## START

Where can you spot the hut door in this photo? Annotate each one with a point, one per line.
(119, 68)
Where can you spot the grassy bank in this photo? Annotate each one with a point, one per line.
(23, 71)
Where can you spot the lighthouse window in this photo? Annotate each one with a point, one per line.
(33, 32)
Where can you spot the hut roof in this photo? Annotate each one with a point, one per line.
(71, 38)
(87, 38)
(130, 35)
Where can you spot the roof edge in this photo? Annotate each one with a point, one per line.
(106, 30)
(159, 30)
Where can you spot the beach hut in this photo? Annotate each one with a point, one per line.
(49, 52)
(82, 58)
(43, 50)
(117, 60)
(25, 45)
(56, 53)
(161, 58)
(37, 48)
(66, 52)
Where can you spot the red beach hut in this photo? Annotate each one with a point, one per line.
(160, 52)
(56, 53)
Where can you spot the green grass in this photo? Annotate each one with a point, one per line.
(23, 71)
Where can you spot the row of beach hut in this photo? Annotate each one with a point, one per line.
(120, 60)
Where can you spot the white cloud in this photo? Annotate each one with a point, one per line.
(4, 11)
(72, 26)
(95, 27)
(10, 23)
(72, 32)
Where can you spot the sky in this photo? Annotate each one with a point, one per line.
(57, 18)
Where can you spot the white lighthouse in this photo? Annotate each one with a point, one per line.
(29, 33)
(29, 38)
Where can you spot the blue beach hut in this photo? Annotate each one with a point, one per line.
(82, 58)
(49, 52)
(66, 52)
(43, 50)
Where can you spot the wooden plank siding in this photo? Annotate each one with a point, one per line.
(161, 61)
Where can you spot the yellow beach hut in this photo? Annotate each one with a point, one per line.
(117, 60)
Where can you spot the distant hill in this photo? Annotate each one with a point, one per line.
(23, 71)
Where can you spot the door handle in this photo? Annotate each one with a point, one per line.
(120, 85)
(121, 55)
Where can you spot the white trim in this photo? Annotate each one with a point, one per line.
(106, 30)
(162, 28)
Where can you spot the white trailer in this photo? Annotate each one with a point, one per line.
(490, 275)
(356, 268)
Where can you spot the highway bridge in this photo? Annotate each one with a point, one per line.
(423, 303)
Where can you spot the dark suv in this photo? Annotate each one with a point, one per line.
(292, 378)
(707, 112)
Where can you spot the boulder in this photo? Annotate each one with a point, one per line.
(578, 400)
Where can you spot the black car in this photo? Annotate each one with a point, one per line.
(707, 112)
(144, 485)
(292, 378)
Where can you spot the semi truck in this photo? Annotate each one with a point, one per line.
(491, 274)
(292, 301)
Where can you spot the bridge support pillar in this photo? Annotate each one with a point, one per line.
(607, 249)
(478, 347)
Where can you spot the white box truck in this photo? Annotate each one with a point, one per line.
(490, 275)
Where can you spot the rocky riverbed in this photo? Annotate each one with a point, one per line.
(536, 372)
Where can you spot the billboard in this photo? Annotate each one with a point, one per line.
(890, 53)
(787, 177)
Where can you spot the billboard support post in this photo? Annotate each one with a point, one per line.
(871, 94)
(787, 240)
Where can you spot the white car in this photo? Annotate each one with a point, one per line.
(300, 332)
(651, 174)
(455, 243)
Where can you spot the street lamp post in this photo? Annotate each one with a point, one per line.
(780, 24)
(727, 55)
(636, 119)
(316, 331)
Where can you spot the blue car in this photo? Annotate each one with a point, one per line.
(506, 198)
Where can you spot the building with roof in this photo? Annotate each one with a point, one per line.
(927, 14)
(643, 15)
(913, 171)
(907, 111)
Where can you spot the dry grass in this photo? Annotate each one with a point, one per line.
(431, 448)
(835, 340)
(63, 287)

## END

**Written task:** Render all of the data above as a numbered list with one line per item, leaving out any blank lines.

**Answer below:**
1. Where can you spot the hut door in this photo? Annotate each one with a point, one per line.
2. (119, 68)
3. Where can you spot the grassy bank in this photo? Annotate each one with a point, one per line.
4. (23, 71)
5. Where can you spot the lighthouse window in this photo? Annotate each one with a point, one per line.
6. (33, 32)
7. Where can you spot the hut roof in this photo? Annotate each one with a point, one per line.
8. (71, 38)
9. (87, 38)
10. (130, 35)
11. Where can you spot the roof edge in this photo? Annotate each one with a point, one per line.
12. (106, 30)
13. (159, 30)
14. Where can you spot the beach hut in this photo? Annotate each one with a point, one per line.
15. (49, 52)
16. (82, 58)
17. (43, 50)
18. (117, 60)
19. (25, 45)
20. (56, 53)
21. (161, 58)
22. (37, 48)
23. (66, 52)
24. Where can you spot the red beach hut in this photo? Annotate each one with a point, one per line.
25. (160, 52)
26. (56, 53)
27. Where can you spot the green grass in this photo? Annotate each one with a point, one per line.
28. (23, 71)
29. Where can you spot the row of beach hut in this photo? Annotate each one with a point, one per line.
30. (120, 60)
31. Where can you spot the white cloud in this photo? Annotate each one with a point, one per line.
32. (4, 11)
33. (72, 26)
34. (95, 27)
35. (10, 23)
36. (72, 32)
37. Where can you spot the sky in this photo? Annotate each one with a point, one per line.
38. (57, 18)
39. Where can you spot the white lighthouse in this photo? Annotate each one with a point, one per line.
40. (29, 33)
41. (29, 38)
42. Where can you spot the blue beach hut in this photo? Annotate each one with a point, one per line.
43. (82, 58)
44. (49, 52)
45. (66, 52)
46. (43, 50)
47. Where can you spot the wooden plank siding in this photo? Annotate each one with a point, one per line.
48. (161, 61)
49. Where can you spot the yellow beach hut in this photo? Annotate each one with a point, one per line.
50. (117, 60)
51. Where can you spot the distant hill in this photo? Annotate each one with a point, one per line.
52. (23, 71)
53. Where can you spot the door handle in this photo? Annotate each one with a point, one per line.
54. (120, 85)
55. (121, 55)
56. Where can you spot the white trim in this photo? Annotate each one with a point, one per line.
57. (106, 30)
58. (162, 28)
59. Where can you spot the white trailer in this photo? Annotate each one with a point, one per line.
60. (490, 275)
61. (356, 268)
62. Where can you spot the highway bridge in this photo? Annotate each one with a point, one per line.
63. (423, 303)
64. Where can you spot the dark suv in this photo? Annotate each one with a point, one per line.
65. (292, 378)
66. (707, 112)
67. Where can you spot the boulder in this photo? Annotate each one with a point, one per line.
68. (578, 400)
69. Where can you spot the black car in this photo? Annotate each one with a point, one per line.
70. (707, 112)
71. (144, 485)
72. (292, 378)
73. Where can you spot the semi truck in this photo? Annotate each one with a point, one per line.
74. (491, 274)
75. (292, 301)
76. Where can you spot the bridge support pillar in this photo? Annotate each one with a point, one per line.
77. (607, 249)
78. (478, 347)
79. Where can you spot the white box truck in this photo? Annotate each one with a point, one per line.
80. (490, 275)
81. Where can you spot the rocky riverbed in this photo? Annotate each one with a point, one per line.
82. (536, 372)
83. Where can you spot the billboard in this photo? Annotate each one with a point, one per line.
84. (890, 53)
85. (787, 177)
86. Where can you spot the billboard support post in this photo? Annotate each one with a point, one per line.
87. (871, 94)
88. (787, 240)
89. Where can you spot the white car in this photo? Annotate each one with a point, one per line.
90. (300, 332)
91. (651, 174)
92. (455, 243)
93. Where can you spot the street lamp post in this photo? Annotate each one with a point, one per line.
94. (780, 24)
95. (727, 55)
96. (636, 119)
97. (316, 331)
98. Where can you spot the blue car in this photo? Annotate each one with a point, one per line.
99. (506, 198)
100. Where can you spot the building with roof in this photo? Annotate each one with a point, one per line.
101. (927, 14)
102. (643, 15)
103. (913, 171)
104. (907, 111)
105. Where can you spot the dry grass in this photo? Annotate each one with a point, one per line.
106. (431, 448)
107. (835, 340)
108. (63, 287)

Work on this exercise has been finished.